Point annotation material:
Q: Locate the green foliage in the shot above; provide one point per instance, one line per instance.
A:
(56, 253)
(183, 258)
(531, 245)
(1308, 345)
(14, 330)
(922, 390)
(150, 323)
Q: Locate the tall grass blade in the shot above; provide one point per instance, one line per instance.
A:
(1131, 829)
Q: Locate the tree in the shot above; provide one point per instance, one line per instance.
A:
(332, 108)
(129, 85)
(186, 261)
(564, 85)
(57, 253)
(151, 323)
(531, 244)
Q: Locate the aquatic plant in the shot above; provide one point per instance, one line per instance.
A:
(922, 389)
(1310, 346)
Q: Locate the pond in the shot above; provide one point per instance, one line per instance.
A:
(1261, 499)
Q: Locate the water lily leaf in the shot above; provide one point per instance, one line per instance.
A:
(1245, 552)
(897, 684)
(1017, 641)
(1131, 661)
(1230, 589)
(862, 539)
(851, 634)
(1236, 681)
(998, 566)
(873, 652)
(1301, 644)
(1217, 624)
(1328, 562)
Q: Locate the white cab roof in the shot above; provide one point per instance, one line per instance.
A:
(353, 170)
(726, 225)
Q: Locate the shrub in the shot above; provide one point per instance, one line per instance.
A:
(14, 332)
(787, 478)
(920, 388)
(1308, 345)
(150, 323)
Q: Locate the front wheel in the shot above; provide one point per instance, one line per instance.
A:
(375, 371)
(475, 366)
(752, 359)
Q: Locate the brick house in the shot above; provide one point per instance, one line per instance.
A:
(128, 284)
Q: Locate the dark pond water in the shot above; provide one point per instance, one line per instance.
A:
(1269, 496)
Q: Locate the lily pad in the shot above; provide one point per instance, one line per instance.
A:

--

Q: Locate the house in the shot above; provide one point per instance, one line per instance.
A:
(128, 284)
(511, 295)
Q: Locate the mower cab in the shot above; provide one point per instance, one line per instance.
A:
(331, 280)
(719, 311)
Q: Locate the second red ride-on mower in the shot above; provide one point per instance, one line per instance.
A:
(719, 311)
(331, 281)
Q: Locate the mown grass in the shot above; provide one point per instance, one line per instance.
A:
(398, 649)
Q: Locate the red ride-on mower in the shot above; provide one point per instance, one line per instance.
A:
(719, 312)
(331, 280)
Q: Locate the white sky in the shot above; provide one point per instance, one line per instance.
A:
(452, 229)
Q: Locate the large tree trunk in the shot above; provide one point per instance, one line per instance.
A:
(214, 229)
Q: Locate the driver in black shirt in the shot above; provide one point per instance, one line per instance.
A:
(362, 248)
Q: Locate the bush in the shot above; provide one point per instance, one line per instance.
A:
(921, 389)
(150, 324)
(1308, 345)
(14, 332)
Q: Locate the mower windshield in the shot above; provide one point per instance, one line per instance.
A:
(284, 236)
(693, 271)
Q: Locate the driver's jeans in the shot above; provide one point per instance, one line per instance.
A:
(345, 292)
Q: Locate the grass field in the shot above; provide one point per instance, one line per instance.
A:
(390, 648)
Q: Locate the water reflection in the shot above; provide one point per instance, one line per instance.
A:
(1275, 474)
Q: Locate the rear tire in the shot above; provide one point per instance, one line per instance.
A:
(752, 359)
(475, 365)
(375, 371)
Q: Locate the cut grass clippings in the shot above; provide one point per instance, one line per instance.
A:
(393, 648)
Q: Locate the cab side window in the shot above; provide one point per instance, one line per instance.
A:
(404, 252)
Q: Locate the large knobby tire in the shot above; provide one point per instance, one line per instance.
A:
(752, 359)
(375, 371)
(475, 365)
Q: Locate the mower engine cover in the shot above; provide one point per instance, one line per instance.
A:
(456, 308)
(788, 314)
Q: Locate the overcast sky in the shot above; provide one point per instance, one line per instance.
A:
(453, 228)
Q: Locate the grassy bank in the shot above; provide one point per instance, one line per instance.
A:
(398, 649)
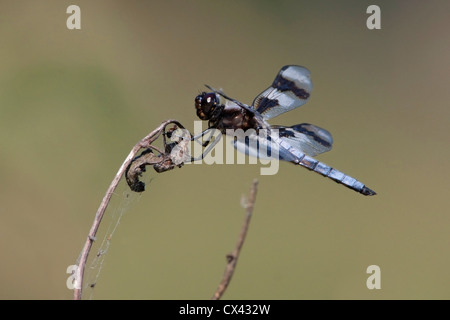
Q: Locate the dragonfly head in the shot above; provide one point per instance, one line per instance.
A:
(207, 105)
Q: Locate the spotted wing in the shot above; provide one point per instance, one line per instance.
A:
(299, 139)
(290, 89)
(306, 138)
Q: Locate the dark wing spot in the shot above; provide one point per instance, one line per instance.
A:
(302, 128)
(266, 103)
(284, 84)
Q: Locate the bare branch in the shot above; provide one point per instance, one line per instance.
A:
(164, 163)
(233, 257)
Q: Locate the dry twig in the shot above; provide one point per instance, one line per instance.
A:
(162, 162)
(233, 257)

What the task asks:
Swap "Locate" for "Mark" in the material from the line with "Q: Locate the green" up to and including the line with "(1310, 346)", and write those lines out again with nothing else changed.

Written solution:
Q: Mark the green foliage in the shot above; provide one point per instance, one line per instance.
A:
(56, 253)
(183, 258)
(531, 245)
(1308, 345)
(14, 330)
(922, 390)
(150, 323)
Q: Mark the tall grass blade in the shot above; provide one point per instance, one line per instance.
A:
(1131, 829)
Q: Mark the tree in the shot above; provide one point per instance, one line per instance.
A:
(332, 108)
(129, 85)
(186, 261)
(564, 85)
(57, 253)
(151, 323)
(531, 244)
Q: Mark the aquatic plant in the shot above; provide one point per instance, one line per instance.
A:
(922, 389)
(1310, 346)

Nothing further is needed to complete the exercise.